> _The records_:
= = = = =
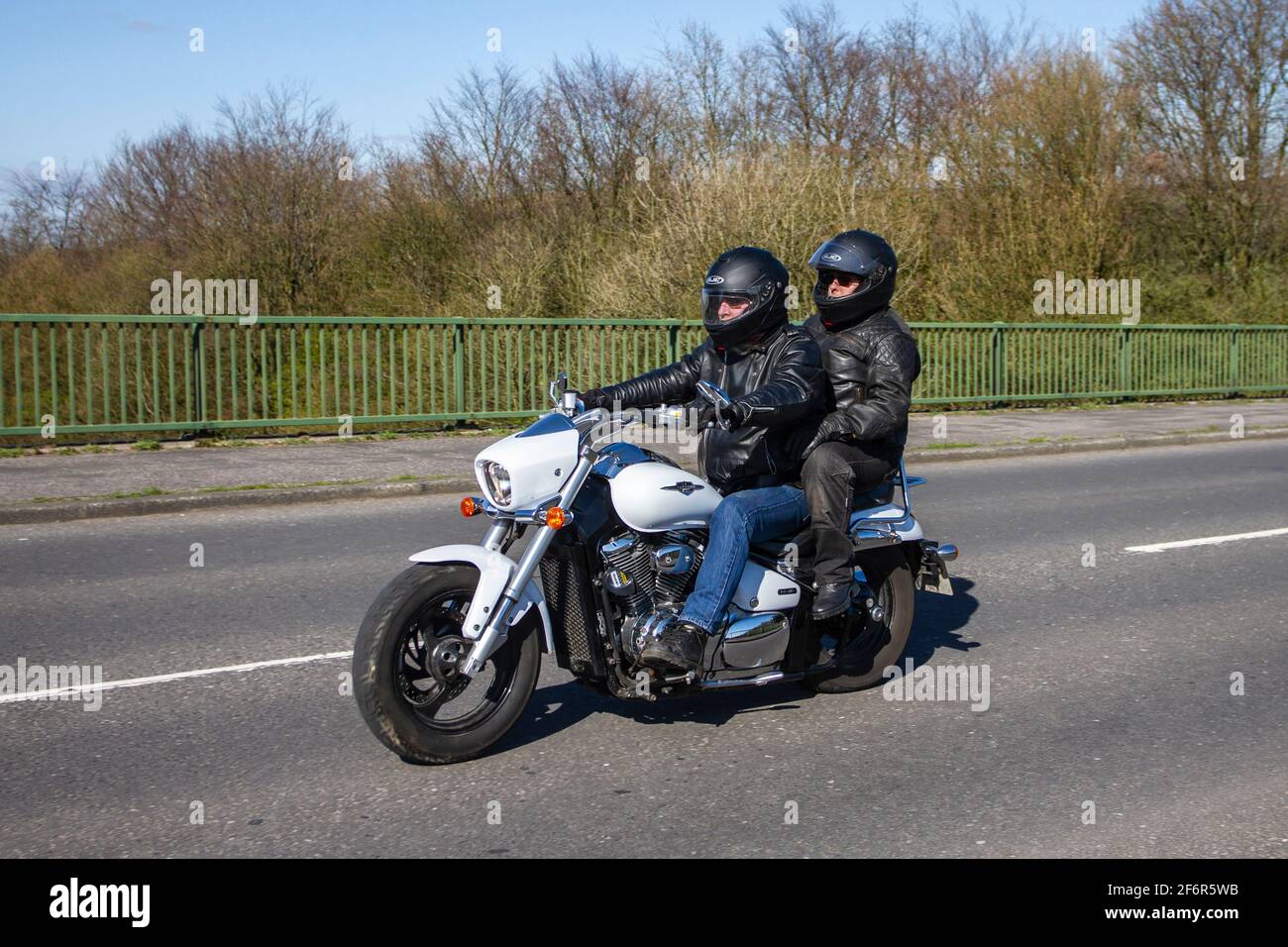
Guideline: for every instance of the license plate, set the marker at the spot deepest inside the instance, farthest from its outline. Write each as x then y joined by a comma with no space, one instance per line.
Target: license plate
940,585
= = = = =
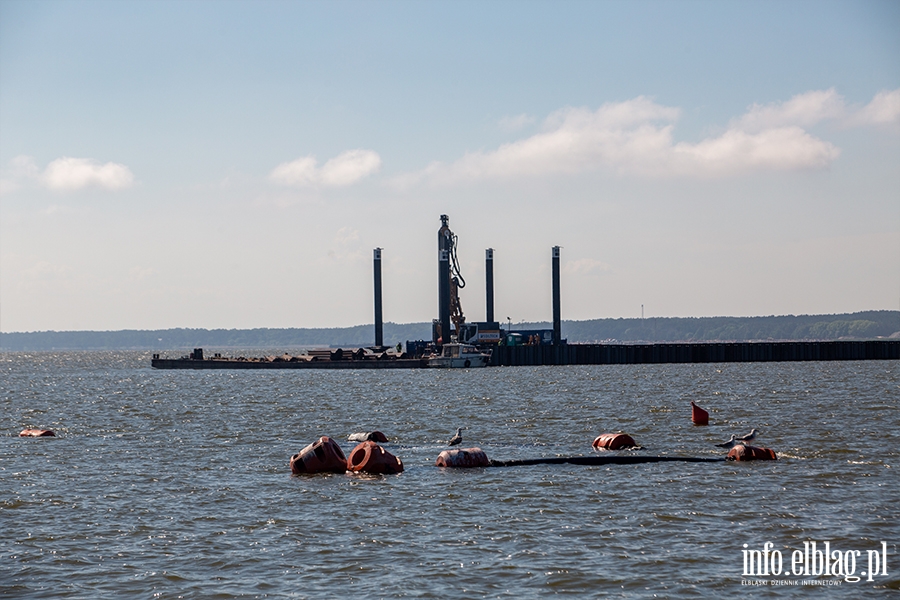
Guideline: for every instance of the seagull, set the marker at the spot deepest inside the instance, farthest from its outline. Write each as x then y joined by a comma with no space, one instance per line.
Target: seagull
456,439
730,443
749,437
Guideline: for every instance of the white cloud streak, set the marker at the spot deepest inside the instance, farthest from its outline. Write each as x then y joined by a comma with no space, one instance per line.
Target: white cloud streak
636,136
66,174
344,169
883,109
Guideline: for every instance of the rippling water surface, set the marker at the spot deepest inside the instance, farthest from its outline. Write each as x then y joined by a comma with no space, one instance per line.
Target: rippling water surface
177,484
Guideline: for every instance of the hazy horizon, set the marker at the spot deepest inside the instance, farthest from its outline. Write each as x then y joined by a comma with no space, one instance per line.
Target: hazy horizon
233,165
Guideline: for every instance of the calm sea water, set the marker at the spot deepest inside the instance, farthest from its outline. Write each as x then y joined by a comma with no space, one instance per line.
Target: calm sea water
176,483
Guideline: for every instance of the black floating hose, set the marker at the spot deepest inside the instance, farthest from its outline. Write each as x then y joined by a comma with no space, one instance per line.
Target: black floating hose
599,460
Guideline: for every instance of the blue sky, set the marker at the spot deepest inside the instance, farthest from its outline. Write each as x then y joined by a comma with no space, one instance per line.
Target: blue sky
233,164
= = = = =
> _Exercise prompt_:
Please pick out every line of the items above that contains the word "white", matching case exactly, and copy each one.

> _Finished answer_:
Guideline: for every instance of the white cloud streak, set the marker at the spot deepest inside the instance, farthest from its outline. Write each as x then y joined by a comma with no space, one instance per line.
Target: white cloud streak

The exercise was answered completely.